> _Text excerpt_:

▬▬▬▬▬▬▬▬▬▬

# Best portable fencing option for horned goats



## GinnySheller (Feb 17, 2015)

Hello! I am new to goats and new to this forum. We recently brought home a couple of nubian/alpine cross bucklings (soon to be wethered), now three weeks old with the intention of using them for brush clearing on our property. We have 12 acres, lots of it immature forest, plenty of invasives. The babies weren't disbudded, and I am realizing that is going to complicate fencing for us. Any suggestions for a portable fencing option for these boys that are going to be on the big side? I considered the portable mesh type electric fencing, but was told that would be a problem with the horns. Of course this fencing has a picture with horned goats being contained by it. (?) The other option is cattle panels, and I think that is the idea I like best, though I am not sure which panels to buy. I see all the basic options at Tractor Supply, mostly four feet tall, but I am worried they will jump that. There are these, but they are crazy expensive. Thanks in advance for your help!


----------



## ksalvagno (Oct 6, 2009)

Probably cattle panels will work best.


----------



## happybleats (Sep 12, 2010)

cattle panels are easy to move around, price is good but holes are just big enough to get their heads through, and with horns wont get it back through making it dangerous....once they are full grown they may not be able to get their head through..you can add 2x4 wire to the cattle panels which we often do here to keep heads in...


----------



## MustBeeKiddin (Dec 21, 2014)

We currently use Premier 1 Net fencing with our horned goats. We have a Speedrite 3000 charger hooked up to it. Aside from one cheeky goat jumping the fence, we haven't had any issues. They completely respect the electric pulsing through the fence.

▬▬▬▬▬▬▬▬▬▬

> _Aim 1_:
Answer these questions about the goat fencing thread:
(a) How many acres of property does GinnySheller have?
(b) Which charger does MustBeeKiddin have hooked up to the net fencing?
(c) What does happybleats say they often add to cattle panels to keep heads in?
The rows below have no connection to the goat fencing thread.

(Dataset rows)
▬▬▬▬▬▬▬▬▬▬

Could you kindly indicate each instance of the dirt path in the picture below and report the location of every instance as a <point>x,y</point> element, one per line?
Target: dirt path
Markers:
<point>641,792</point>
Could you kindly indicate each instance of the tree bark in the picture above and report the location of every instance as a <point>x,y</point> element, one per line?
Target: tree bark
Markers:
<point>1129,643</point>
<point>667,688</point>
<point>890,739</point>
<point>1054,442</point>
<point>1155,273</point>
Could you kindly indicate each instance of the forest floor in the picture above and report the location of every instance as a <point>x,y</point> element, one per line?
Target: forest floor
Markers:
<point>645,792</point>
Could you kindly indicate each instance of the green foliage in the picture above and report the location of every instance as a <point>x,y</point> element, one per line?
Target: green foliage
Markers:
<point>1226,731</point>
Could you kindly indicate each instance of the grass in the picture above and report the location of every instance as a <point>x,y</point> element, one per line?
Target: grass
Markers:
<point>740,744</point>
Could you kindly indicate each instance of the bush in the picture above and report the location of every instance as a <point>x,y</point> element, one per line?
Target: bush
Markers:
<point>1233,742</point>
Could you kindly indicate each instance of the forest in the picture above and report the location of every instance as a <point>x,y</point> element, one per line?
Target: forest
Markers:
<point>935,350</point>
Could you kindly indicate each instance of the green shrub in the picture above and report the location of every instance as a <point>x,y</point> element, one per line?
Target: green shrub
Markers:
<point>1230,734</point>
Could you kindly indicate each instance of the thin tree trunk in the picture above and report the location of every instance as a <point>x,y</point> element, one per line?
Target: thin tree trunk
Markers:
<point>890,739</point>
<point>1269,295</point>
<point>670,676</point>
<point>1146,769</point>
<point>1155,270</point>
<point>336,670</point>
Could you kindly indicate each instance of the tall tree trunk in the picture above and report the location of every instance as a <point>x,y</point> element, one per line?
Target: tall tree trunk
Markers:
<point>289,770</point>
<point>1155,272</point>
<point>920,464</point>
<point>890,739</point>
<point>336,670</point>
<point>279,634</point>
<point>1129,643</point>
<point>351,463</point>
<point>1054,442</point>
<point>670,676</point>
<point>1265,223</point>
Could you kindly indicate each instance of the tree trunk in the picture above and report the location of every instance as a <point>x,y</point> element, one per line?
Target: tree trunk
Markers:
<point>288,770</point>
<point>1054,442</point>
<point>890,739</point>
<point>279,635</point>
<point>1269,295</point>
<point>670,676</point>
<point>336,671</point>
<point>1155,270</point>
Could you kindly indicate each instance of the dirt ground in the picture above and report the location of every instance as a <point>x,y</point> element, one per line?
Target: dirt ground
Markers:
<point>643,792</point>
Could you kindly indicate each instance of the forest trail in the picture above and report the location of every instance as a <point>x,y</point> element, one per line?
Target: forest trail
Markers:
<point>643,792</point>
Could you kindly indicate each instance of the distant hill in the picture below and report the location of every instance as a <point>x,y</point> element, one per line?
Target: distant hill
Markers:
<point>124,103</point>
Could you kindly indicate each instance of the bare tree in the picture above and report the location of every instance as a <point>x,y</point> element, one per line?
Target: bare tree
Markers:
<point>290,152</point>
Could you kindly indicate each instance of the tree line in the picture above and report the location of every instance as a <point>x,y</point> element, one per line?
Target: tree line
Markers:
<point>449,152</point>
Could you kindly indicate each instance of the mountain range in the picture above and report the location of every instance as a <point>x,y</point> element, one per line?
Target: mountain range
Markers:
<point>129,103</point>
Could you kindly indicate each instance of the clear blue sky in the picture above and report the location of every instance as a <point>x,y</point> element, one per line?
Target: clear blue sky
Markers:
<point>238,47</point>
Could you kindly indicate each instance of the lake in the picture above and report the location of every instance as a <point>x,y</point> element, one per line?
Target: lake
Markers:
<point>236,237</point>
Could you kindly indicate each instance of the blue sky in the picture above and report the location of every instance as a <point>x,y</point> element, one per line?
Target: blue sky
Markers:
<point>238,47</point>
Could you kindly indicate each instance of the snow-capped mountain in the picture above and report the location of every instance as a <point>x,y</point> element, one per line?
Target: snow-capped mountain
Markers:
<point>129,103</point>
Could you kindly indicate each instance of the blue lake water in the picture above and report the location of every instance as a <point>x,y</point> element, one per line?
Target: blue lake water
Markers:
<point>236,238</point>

▬▬▬▬▬▬▬▬▬▬

> _Aim 2_: Copy out the dataset rows without changes, starting at the line that contains "Could you kindly indicate each instance of the forest floor" and ending after the line that contains "<point>935,350</point>".

> _Exercise answer 1_:
(a) 12 acres
(b) A Speedrite 3000
(c) 2x4 wire

> _Exercise answer 2_:
Could you kindly indicate each instance of the forest floor in the picture above and report the location of every instance as a <point>x,y</point> element, one per line?
Target: forest floor
Markers:
<point>645,792</point>
Could you kindly indicate each instance of the green foliage in the picture above and report the location of every instance as a <point>x,y</point> element, one per line?
Target: green foliage
Markers:
<point>1226,731</point>
Could you kindly indicate each instance of the grass in the picture above and report the location of every instance as a <point>x,y</point> element, one per line?
Target: grass
Markers:
<point>740,744</point>
Could you kindly indicate each instance of the bush in the picture above and report the location of every instance as a <point>x,y</point> element, one per line?
Target: bush
Markers:
<point>1233,742</point>
Could you kindly indicate each instance of the forest in the picture above and report the location of every instance as a <point>x,y</point> element, one per line?
Target: forest
Markers:
<point>935,350</point>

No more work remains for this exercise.